- Supplied data
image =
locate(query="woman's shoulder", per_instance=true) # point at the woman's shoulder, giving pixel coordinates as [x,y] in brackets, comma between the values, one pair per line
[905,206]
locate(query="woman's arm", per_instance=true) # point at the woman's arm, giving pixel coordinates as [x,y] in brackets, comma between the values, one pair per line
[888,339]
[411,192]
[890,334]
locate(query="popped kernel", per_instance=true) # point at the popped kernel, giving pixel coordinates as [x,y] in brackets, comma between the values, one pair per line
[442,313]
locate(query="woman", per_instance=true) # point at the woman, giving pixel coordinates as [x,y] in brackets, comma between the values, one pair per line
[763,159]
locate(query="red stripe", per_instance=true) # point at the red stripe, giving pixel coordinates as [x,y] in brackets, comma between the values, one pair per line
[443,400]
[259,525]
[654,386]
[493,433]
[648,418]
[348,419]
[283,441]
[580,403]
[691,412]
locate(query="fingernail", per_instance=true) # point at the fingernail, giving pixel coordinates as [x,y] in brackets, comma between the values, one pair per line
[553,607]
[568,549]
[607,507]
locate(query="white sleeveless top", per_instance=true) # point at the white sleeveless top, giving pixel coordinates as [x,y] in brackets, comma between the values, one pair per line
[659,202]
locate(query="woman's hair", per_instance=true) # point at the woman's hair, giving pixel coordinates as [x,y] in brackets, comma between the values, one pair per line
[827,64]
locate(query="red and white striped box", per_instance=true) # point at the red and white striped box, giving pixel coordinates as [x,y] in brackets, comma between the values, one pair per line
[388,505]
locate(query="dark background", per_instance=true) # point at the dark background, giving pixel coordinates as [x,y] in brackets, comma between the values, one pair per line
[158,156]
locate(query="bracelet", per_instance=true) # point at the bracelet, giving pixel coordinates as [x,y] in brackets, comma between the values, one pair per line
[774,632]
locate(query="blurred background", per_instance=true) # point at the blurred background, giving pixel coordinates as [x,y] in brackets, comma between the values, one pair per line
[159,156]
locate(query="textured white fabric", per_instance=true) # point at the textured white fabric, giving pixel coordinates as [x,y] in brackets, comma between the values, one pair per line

- Exercise directions
Put every line of the rows above into a numbered list, leaving out any blank lines.

- Task solution
1. image =
2. locate(query="woman's shoulder", per_instance=true) # point at the woman's shoulder, giving pixel coordinates as [x,y] in brackets, comma between the values, one pair per line
3. [905,206]
4. locate(query="woman's arm", per_instance=true) # point at the woman's arm, giving pixel coordinates as [x,y] in brackets, comma between the values, one pair per line
5. [888,339]
6. [411,192]
7. [890,334]
8. locate(query="popped kernel", per_instance=true) # point at the popped kernel, giving pixel coordinates as [x,y] in brackets, comma between the values, one pair per line
9. [442,313]
10. locate(query="woman", per_instance=true) # point at the woman, giving pixel coordinates as [x,y] in brackets, comma between the values, one pair per line
11. [763,159]
12. locate(query="red stripe", per_instance=true) # point at the red stripe, giving pixel coordinates as [x,y] in brackets, comma between the values, one pair per line
13. [443,400]
14. [259,525]
15. [654,386]
16. [493,433]
17. [648,418]
18. [348,419]
19. [283,441]
20. [580,403]
21. [691,412]
22. locate(query="fingernail", per_instance=true) # point at the fingernail, giving pixel coordinates as [x,y] in brackets, comma between the values, one pair per line
23. [553,607]
24. [568,549]
25. [607,507]
26. locate(query="white sleeveless top", per_instance=true) # point at the white sleeveless top, giving pixel coordinates as [x,y] in brackets, comma between the values, one pair per line
27. [659,202]
28. locate(query="woman's hair", per_instance=true) # point at the woman's hair, giving pixel coordinates as [x,y] in brackets, comma between the values, one pair per line
29. [827,64]
30. locate(query="red and white striped box", per_instance=true) # point at the red and white striped box, giving pixel coordinates as [x,y] in brackets, comma between the values, one pair per line
31. [388,505]
32. locate(query="dark background", per_instance=true) # point at the dark background, giving pixel coordinates as [x,y] in brackets, comma between the values, one pair per line
33. [158,156]
34. locate(query="bracelet", per_instance=true) # point at the bracelet, giving pixel coordinates as [x,y] in brackets, comma between the values, one pair per line
35. [774,632]
36. locate(query="blurred background", per_instance=true) # point at the blurred background, giving pixel coordinates as [x,y] in brackets, comma between the values, one pair per line
37. [159,156]
38. locate(query="textured white fabric", per_instance=true) # point at the textured white fabric, giving pixel coordinates as [x,y] in brackets, comma between the values, one pair per line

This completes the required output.